WHAT NEEDS TO BE DONE>
Present each of the rows below as an item in a numbered list, leaving out any blank lines.
** START OF EXTRACTED DATA **
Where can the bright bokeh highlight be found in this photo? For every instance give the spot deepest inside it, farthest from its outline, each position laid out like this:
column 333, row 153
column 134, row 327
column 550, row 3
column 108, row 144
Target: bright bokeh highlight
** END OF EXTRACTED DATA **
OUTPUT>
1. Where can the bright bokeh highlight be found in this photo? For every instance give the spot deepest inside it, farthest from its outline, each position laid out like this:
2. column 333, row 153
3. column 134, row 327
4. column 550, row 3
5. column 108, row 144
6. Target: bright bokeh highlight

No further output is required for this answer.